--- start Quoted passage ---

Hacked pulsed laser driver using Arduino

In summary: Regarding visible light laser spectra: blue is great for computer network channels because of the bandwidth, and green is great for firearm-aiming optical devices because we have for that range of frequencies more of the right variety of cones in our retinas, but I suppose almost everyone reading here on PF already knew all that. :wink:First thank you everyone for your input :smile: I am eager to learn new things.
  • #1
neanderthalphysics
53
6
TL;DR Summary
Want to be able to hack a laser pointer to pulse according to an input signal from an Arduino. Have transistors, stepper motor drivers, oscilloscope and other basic electronics to play with.
Hey all, I am trying to hack a 5mW laser pointer to be pulsed according to a driver signal from an Arduino. The laser pointer itself has an internal forward bias resistance of 22k and is driven by 2x AAA batteries.

An oscilloscope says that the output voltage from the Arduino is a +5V continuous square wave function as intended.

I tried at first driving a NPN transistor directly from the Arduino (emitter - base loop), with the collector-base loop containing the 2x AAA batteries in series to the laser but for some reason it is not powering the laser.

Any ideas why? Happy to test and provide pictures/diagrams if necessary.

What about driving the laser pointer using a stepper motor driver (like an A4988 chip) instead? I will need to have voltage and current dividers to protect the laser.

Also, one final question about safety. If the laser pointer is overdriven by voltage or current, do I risk the laser becoming a hazard to the eyes?
 
Engineering news on Phys.org
  • #2
Try driving the laser with the transistor circuit on its own without the Arduino first and get that working. Lasers are dangerous to eyes period. No? Overdriving an diode is likely just to burn the thing out. Unless you are already staring at the laser I don’t see how this could be a danger to eyes.

--- end Quoted passage ---
--- start Given entries ---

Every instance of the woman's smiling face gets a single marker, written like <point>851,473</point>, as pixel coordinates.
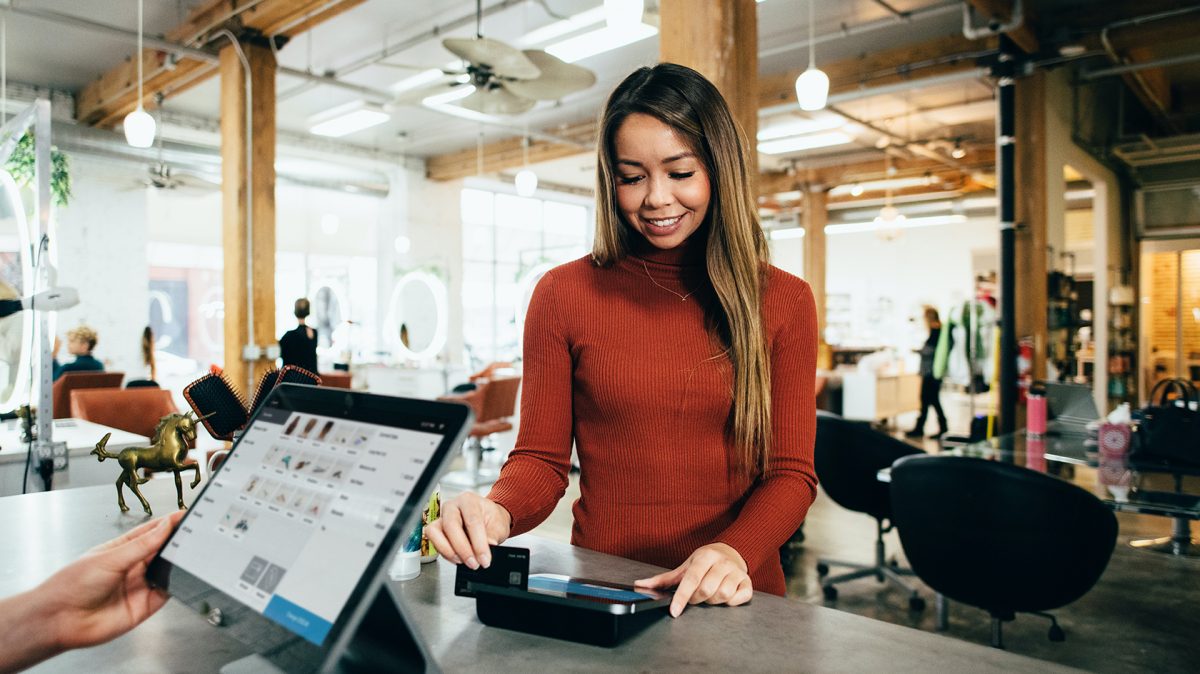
<point>663,188</point>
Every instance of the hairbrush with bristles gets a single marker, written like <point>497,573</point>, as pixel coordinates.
<point>211,395</point>
<point>221,408</point>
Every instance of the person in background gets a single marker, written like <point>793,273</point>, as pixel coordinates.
<point>298,347</point>
<point>930,385</point>
<point>677,360</point>
<point>148,375</point>
<point>148,354</point>
<point>96,599</point>
<point>81,343</point>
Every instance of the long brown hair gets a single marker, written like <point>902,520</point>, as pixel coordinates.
<point>736,251</point>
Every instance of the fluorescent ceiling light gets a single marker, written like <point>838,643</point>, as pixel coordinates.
<point>558,29</point>
<point>347,119</point>
<point>784,234</point>
<point>449,96</point>
<point>796,126</point>
<point>881,185</point>
<point>907,223</point>
<point>810,142</point>
<point>599,41</point>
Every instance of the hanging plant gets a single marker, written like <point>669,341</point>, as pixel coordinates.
<point>21,167</point>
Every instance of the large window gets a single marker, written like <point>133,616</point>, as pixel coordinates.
<point>508,241</point>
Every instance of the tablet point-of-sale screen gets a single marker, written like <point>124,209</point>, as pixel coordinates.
<point>298,511</point>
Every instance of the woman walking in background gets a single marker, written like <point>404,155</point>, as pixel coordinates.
<point>930,385</point>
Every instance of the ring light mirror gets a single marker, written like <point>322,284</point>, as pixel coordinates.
<point>417,317</point>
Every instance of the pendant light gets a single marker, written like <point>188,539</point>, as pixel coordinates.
<point>139,126</point>
<point>526,179</point>
<point>891,220</point>
<point>813,85</point>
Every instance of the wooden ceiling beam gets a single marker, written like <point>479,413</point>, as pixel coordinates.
<point>113,95</point>
<point>934,58</point>
<point>978,160</point>
<point>503,155</point>
<point>928,59</point>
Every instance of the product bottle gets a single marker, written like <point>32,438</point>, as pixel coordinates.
<point>1036,413</point>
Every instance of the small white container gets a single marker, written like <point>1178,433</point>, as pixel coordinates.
<point>406,566</point>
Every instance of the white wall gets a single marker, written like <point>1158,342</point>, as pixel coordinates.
<point>924,265</point>
<point>101,251</point>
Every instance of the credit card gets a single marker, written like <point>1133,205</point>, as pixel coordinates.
<point>509,569</point>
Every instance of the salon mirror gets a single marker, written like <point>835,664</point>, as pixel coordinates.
<point>16,275</point>
<point>417,317</point>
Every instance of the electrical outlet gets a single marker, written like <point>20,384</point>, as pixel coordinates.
<point>55,452</point>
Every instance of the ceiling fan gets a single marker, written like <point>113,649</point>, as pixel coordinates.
<point>509,80</point>
<point>162,176</point>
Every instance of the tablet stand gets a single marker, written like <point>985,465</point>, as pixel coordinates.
<point>382,642</point>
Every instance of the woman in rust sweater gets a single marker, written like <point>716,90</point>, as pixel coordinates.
<point>675,357</point>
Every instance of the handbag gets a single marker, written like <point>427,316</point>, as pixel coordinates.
<point>1169,433</point>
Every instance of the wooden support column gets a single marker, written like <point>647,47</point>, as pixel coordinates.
<point>1032,216</point>
<point>720,40</point>
<point>243,240</point>
<point>816,216</point>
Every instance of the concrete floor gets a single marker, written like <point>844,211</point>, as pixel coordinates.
<point>1143,615</point>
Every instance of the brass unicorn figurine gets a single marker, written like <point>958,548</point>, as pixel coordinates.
<point>167,452</point>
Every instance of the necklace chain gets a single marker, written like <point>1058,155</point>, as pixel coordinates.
<point>682,298</point>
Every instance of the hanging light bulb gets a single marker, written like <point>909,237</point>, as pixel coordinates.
<point>891,220</point>
<point>139,126</point>
<point>813,85</point>
<point>623,13</point>
<point>526,179</point>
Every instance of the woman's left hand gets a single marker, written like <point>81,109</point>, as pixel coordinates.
<point>714,573</point>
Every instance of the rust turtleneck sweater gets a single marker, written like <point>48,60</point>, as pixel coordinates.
<point>616,362</point>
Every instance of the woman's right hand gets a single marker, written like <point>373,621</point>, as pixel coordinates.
<point>468,525</point>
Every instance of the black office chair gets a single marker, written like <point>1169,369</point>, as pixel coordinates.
<point>849,457</point>
<point>1000,536</point>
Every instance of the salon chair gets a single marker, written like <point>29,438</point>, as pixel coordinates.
<point>136,410</point>
<point>495,403</point>
<point>1000,536</point>
<point>75,380</point>
<point>849,457</point>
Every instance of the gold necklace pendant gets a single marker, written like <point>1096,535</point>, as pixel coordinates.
<point>682,298</point>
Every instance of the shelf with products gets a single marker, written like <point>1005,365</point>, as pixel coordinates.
<point>1122,354</point>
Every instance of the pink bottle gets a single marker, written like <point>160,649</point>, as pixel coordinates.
<point>1036,413</point>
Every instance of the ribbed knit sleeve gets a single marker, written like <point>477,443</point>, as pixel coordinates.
<point>534,476</point>
<point>781,498</point>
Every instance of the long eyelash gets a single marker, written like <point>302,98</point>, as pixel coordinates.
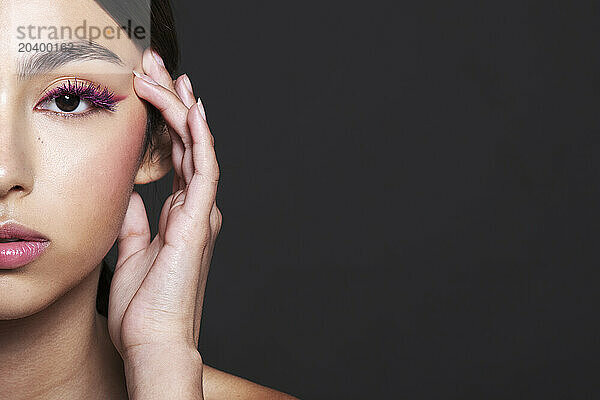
<point>97,95</point>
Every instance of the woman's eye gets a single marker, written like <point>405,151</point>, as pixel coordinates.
<point>67,103</point>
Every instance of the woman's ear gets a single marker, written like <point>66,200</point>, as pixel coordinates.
<point>156,163</point>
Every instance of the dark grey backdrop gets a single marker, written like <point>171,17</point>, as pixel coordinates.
<point>410,196</point>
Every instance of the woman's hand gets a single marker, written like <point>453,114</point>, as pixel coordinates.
<point>157,291</point>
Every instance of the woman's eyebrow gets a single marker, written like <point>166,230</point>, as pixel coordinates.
<point>84,50</point>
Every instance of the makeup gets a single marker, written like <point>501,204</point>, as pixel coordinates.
<point>20,245</point>
<point>73,93</point>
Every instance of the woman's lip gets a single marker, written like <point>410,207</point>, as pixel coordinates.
<point>12,230</point>
<point>16,254</point>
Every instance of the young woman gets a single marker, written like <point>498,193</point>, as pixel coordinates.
<point>81,122</point>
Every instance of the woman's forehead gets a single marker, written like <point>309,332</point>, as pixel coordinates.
<point>58,30</point>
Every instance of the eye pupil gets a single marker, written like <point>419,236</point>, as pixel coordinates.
<point>67,102</point>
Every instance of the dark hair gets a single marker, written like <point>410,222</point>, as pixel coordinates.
<point>163,39</point>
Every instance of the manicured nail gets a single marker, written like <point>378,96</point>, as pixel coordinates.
<point>158,58</point>
<point>145,77</point>
<point>201,107</point>
<point>188,83</point>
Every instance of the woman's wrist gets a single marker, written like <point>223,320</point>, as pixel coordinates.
<point>163,372</point>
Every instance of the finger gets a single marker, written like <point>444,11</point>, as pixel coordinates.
<point>202,188</point>
<point>135,231</point>
<point>183,87</point>
<point>175,114</point>
<point>154,66</point>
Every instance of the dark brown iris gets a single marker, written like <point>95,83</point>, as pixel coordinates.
<point>67,103</point>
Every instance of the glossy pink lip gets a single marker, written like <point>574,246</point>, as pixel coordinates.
<point>17,254</point>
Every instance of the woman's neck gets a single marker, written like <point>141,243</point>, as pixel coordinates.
<point>61,352</point>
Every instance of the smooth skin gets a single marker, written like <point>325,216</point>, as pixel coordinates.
<point>72,180</point>
<point>158,288</point>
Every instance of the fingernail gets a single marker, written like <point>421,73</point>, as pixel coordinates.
<point>201,107</point>
<point>158,58</point>
<point>145,77</point>
<point>188,83</point>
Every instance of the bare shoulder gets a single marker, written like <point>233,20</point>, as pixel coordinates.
<point>219,385</point>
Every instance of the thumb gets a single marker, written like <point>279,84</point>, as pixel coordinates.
<point>135,231</point>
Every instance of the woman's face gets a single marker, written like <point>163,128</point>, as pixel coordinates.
<point>68,147</point>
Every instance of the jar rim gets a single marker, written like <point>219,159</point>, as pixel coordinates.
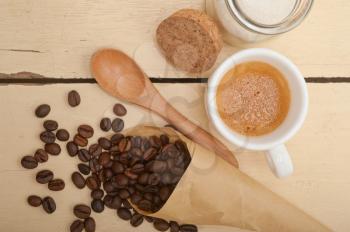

--- end Given entries ---

- _Given exercise 1_: Reproduce the laser driver thread from "An oscilloscope says" up to and including "to the eyes?", switching "laser pointer" to "laser module".
- _Given exercise 2_: Convert the records from the line with "Every instance of the dark brown" up to and including the line with "<point>61,352</point>" into a two-column CSV with the columns request and answer. Give one row per request, put each value in a quoted field, and replace line breaks with spaces.
The records are unrelated to the laser driver thread.

- _Solution 1_:
An oscilloscope says that the output voltage from the Arduino is a +5V continuous square wave function as intended.

I tried at first driving a NPN transistor directly from the Arduino (emitter - base loop), with the collector-base loop containing the 2x AAA batteries in series to the laser but for some reason it is not powering the laser.

Any ideas why? Happy to test and provide pictures/diagrams if necessary.

What about driving the laser module using a stepper motor driver (like an A4988 chip) instead? I will need to have voltage and current dividers to protect the laser.

Also, one final question about safety. If the laser module is overdriven by voltage or current, do I risk the laser becoming a hazard to the eyes?

- _Solution 2_:
request,answer
"Every instance of the dark brown iris gets a single marker, written like <point>95,83</point>, as pixel coordinates.","<point>67,103</point>"
"Every instance of the glossy pink lip gets a single marker, written like <point>574,246</point>, as pixel coordinates.","<point>17,254</point>"
"Every instance of the woman's neck gets a single marker, written like <point>141,243</point>, as pixel coordinates.","<point>61,352</point>"